* begin Data entries *

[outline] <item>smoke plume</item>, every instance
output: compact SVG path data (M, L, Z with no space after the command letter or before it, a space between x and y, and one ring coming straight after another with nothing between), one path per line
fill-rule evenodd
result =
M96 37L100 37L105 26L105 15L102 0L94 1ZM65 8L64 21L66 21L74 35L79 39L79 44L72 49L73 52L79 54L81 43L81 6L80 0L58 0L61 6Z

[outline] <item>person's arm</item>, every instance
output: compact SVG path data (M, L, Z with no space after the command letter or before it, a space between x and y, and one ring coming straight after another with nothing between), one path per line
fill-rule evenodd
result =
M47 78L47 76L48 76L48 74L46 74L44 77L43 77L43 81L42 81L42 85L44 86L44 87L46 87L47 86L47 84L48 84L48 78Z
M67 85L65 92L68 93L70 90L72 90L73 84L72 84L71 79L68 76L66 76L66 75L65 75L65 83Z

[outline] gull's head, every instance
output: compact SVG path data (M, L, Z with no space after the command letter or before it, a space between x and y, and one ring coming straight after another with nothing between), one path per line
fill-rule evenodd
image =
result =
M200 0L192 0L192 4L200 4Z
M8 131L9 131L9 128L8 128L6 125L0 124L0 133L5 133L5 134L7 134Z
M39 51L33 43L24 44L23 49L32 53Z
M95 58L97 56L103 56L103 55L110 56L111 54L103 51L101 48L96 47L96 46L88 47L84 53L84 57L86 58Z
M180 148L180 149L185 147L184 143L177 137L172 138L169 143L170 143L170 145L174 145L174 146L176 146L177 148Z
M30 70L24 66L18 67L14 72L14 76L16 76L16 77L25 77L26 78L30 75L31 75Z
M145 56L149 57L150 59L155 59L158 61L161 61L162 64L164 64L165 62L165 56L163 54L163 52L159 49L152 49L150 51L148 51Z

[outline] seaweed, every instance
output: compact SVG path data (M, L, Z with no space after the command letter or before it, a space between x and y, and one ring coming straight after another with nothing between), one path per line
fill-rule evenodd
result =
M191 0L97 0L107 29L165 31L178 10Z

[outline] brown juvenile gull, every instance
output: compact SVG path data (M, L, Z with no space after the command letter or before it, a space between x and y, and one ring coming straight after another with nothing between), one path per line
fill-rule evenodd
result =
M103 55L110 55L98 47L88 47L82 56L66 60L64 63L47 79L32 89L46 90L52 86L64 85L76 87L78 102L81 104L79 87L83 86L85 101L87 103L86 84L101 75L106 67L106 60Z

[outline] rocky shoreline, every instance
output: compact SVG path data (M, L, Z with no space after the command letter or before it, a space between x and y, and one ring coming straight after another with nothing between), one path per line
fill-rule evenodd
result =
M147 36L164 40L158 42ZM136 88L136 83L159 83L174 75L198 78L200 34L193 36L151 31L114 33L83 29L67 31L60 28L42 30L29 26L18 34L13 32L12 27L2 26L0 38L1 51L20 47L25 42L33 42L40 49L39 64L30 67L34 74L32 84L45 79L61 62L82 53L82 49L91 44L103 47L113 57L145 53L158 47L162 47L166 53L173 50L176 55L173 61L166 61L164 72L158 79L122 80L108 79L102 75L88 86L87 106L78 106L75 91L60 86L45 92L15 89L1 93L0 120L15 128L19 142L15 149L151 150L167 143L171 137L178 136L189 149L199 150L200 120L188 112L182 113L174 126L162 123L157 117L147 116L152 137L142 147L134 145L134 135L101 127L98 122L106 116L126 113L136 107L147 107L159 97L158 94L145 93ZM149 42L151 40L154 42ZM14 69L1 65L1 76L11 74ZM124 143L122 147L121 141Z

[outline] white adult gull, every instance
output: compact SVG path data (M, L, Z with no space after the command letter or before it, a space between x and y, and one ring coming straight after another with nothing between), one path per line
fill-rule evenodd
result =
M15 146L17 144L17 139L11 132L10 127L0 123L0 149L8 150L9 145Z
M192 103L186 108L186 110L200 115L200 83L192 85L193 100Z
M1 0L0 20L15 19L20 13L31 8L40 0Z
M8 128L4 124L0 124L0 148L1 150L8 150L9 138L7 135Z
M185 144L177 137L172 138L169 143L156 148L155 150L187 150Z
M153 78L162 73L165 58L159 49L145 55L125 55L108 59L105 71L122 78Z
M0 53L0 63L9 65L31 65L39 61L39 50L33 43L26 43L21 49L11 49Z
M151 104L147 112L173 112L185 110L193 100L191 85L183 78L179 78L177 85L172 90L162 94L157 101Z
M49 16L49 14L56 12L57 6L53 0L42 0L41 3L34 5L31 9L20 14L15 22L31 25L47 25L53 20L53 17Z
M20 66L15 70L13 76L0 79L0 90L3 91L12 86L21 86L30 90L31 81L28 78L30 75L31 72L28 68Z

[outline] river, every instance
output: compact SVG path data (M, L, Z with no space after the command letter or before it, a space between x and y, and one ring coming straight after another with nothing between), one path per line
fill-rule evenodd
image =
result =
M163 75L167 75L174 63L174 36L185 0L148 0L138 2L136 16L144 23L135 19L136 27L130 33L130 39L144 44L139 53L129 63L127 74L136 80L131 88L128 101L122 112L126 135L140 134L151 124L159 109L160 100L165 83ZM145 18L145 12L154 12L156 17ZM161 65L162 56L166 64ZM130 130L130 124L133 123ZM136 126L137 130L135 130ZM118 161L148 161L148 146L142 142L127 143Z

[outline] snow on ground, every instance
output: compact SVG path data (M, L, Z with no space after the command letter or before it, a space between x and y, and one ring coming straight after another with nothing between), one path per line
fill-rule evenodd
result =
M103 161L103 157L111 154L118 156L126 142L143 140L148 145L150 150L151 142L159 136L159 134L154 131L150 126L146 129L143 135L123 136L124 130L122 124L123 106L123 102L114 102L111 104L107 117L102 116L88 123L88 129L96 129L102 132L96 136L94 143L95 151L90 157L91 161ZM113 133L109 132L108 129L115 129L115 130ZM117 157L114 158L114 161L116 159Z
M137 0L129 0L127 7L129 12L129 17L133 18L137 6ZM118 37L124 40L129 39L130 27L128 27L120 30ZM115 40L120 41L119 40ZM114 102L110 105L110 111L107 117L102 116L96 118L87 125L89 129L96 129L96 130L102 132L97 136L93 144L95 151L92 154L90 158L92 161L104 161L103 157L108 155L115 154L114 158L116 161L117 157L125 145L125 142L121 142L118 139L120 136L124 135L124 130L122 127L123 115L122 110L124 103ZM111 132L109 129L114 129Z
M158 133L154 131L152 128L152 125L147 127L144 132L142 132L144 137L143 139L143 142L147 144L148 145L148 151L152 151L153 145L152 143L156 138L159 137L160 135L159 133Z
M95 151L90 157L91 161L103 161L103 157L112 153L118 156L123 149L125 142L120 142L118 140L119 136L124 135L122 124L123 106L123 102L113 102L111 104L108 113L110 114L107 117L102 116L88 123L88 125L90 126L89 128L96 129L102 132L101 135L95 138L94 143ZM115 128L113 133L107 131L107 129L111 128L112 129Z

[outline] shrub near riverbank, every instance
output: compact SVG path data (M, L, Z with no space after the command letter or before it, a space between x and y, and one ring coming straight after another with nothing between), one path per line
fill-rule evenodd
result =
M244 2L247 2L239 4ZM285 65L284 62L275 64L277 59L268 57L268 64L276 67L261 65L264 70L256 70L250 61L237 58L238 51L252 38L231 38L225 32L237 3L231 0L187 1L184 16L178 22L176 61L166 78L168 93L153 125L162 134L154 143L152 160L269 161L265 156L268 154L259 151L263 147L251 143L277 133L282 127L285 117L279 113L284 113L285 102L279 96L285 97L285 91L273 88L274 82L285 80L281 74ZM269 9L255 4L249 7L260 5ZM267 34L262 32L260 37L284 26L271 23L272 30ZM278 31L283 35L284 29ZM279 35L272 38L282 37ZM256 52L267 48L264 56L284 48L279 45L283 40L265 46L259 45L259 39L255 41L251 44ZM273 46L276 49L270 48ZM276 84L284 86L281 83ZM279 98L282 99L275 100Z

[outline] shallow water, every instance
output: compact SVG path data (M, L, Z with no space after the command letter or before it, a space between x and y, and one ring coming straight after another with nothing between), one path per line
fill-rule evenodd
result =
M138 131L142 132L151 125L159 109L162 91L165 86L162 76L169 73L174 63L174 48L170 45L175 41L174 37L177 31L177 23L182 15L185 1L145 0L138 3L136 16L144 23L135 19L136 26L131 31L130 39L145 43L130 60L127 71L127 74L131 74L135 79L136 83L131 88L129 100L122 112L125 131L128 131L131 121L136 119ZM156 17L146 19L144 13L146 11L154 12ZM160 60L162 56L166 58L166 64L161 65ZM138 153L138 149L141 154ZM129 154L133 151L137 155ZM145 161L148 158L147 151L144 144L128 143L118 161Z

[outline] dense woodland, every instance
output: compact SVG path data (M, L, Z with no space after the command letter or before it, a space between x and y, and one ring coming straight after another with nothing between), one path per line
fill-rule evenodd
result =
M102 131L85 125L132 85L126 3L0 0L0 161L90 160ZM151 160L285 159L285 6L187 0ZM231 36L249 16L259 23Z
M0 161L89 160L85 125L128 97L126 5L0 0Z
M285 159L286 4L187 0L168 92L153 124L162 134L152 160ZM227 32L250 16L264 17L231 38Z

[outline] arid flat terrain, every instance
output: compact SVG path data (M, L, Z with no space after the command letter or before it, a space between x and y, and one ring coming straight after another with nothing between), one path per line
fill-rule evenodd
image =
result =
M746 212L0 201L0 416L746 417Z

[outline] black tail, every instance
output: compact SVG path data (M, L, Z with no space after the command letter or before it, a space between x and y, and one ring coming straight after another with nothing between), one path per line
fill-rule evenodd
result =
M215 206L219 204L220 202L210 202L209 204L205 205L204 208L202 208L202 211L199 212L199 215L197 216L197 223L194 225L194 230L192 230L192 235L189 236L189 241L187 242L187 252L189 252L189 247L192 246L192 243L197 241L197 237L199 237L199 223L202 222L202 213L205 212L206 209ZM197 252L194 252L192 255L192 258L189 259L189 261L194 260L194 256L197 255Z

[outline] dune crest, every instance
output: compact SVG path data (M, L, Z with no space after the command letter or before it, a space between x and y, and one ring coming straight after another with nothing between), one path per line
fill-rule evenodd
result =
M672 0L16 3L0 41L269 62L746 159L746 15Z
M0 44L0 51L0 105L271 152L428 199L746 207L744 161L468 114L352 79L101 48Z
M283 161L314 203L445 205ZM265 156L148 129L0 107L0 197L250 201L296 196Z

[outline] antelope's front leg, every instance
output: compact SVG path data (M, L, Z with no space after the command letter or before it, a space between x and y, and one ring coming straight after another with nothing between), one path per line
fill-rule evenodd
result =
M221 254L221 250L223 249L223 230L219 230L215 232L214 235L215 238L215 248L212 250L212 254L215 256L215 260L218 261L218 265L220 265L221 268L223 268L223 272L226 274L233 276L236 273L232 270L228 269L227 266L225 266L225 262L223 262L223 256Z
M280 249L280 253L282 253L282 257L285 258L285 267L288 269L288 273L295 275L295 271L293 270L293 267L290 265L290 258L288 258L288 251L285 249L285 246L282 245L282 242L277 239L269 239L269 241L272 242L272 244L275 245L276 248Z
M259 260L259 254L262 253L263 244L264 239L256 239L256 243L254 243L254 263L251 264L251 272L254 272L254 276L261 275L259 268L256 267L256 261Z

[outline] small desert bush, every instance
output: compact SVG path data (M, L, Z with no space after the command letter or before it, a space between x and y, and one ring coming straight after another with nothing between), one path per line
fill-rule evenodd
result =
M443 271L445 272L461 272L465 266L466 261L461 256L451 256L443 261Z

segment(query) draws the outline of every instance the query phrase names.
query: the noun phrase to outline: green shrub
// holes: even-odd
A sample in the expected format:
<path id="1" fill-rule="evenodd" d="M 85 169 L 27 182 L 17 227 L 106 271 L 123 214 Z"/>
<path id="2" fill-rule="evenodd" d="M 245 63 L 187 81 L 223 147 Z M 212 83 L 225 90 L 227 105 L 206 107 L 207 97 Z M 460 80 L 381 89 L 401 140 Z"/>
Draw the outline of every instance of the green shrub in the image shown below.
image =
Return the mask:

* end Data entries *

- Direction -
Print the lines of the records from the one containing "[outline] brown juvenile gull, every instance" through the one containing "M103 55L110 55L98", both included, with nothing changed.

- Correct output -
[outline] brown juvenile gull, every instance
output: compact SVG path data (M, L, Z with no space after the command letter or before it, a space between x and y, and one ring coming straight after another with nothing between), one path per line
fill-rule evenodd
result =
M103 55L110 55L98 47L88 47L82 56L66 60L64 63L47 79L32 89L46 90L52 86L64 85L76 87L78 102L81 104L79 87L83 86L85 101L87 103L86 84L101 75L106 67L106 60Z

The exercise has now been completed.